Task prompt: As the answer, give a copy of each line below that includes the word "region".

[Records contained in a dataset]
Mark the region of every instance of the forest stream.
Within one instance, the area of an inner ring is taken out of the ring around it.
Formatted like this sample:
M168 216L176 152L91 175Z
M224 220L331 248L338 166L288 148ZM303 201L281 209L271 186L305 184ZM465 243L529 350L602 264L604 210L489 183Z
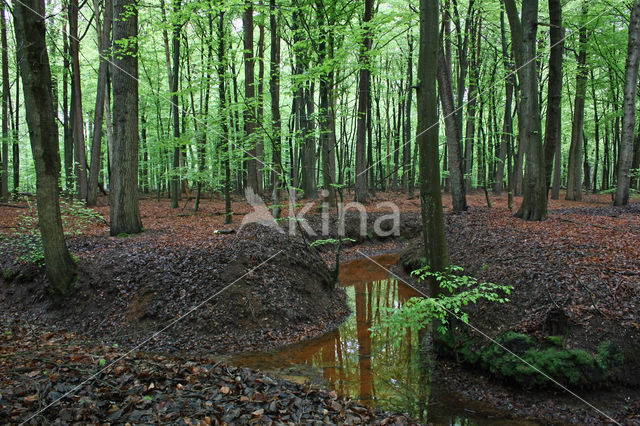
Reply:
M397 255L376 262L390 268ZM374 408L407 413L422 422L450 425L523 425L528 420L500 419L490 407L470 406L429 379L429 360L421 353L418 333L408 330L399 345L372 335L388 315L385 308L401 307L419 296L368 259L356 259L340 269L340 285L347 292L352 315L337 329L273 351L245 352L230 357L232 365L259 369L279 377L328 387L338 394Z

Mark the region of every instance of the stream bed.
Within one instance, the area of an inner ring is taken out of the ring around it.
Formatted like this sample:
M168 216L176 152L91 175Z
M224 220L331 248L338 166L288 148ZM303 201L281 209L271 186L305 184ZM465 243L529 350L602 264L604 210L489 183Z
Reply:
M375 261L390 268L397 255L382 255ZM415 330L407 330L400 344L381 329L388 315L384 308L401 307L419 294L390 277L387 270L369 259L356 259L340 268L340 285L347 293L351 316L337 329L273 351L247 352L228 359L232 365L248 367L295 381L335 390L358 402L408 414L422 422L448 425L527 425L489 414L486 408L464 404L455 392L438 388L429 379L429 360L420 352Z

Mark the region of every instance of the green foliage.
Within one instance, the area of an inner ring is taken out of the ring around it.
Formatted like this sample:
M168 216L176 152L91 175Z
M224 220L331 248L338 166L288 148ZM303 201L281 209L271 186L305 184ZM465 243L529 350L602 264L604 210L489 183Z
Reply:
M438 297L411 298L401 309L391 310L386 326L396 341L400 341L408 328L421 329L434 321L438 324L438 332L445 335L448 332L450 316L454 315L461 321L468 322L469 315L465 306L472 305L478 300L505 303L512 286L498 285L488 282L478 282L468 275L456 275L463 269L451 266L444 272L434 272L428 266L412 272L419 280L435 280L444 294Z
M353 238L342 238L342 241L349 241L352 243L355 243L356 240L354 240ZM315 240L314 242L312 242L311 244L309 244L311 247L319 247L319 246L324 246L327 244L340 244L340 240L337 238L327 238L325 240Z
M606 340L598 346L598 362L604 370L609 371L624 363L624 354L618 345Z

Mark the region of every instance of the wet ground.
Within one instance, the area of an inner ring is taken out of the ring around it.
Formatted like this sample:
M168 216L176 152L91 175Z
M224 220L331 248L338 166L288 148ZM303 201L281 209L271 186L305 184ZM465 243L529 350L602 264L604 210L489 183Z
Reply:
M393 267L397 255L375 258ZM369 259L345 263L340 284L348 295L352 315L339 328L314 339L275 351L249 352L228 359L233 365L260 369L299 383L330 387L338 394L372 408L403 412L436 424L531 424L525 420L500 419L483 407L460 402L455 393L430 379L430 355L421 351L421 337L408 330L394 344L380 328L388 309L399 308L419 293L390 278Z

* * *

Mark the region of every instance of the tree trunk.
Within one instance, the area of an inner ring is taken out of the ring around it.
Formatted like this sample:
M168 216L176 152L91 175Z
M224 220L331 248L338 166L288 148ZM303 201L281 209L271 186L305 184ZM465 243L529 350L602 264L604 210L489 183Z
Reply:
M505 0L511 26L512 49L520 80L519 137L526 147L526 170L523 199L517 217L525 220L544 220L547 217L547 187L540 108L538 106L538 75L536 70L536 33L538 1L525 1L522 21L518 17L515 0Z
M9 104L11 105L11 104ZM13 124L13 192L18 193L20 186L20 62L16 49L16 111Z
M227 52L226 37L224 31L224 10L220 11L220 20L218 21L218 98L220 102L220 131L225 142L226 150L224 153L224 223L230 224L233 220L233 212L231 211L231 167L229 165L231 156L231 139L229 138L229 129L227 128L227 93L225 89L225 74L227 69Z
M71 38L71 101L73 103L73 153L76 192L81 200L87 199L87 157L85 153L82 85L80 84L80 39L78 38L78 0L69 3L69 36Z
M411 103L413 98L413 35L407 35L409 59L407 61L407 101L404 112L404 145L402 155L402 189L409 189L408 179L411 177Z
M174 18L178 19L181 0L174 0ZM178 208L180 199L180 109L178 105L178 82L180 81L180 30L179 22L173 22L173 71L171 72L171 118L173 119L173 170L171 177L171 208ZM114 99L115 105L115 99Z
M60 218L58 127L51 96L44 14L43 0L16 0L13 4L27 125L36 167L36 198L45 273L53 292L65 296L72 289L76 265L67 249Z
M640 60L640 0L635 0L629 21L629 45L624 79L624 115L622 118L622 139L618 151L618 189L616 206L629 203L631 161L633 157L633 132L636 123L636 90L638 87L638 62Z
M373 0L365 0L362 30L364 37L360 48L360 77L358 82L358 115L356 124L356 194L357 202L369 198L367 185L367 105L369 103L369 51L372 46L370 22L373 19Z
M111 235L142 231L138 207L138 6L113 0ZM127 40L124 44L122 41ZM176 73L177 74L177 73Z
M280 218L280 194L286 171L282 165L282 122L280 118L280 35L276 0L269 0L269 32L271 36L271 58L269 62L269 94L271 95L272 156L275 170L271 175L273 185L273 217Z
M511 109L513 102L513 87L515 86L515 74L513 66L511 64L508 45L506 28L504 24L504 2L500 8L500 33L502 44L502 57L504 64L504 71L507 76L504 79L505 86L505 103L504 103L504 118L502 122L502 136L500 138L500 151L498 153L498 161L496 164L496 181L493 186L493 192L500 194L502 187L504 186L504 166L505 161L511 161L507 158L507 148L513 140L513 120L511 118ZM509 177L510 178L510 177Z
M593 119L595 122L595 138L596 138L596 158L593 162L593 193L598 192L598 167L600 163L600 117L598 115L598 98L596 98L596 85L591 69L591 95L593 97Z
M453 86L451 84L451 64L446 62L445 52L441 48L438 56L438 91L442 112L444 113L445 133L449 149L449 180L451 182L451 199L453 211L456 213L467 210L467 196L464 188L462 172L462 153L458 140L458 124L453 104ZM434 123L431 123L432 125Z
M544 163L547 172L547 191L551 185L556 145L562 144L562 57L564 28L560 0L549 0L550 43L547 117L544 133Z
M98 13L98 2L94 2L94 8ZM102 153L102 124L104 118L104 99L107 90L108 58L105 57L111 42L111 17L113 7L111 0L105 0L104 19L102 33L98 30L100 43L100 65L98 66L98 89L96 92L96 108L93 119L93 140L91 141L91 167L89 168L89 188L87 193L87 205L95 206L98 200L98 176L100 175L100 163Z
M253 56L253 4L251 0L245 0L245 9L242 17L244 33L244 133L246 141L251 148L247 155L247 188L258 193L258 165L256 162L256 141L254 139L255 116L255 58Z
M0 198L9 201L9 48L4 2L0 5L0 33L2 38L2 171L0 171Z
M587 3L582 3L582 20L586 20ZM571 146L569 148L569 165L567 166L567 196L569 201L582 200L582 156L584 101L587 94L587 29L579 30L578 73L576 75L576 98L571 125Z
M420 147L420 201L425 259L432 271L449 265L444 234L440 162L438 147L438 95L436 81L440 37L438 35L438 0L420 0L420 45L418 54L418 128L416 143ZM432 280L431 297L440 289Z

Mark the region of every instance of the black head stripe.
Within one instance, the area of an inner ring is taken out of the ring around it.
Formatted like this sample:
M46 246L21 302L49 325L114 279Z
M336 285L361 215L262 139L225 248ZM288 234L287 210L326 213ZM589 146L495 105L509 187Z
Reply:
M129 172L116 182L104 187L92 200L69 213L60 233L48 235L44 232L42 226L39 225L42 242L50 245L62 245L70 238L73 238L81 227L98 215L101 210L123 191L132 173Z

Solution:
Mark the region of every instance of the forest stream.
Mark the region of every instance of the stream bed.
Mark the region of every instance of the green foliage.
Mark the region of every instance of the wet ground.
Mark the region of every instance of the tree trunk.
Mark the region of every instance of the black head stripe.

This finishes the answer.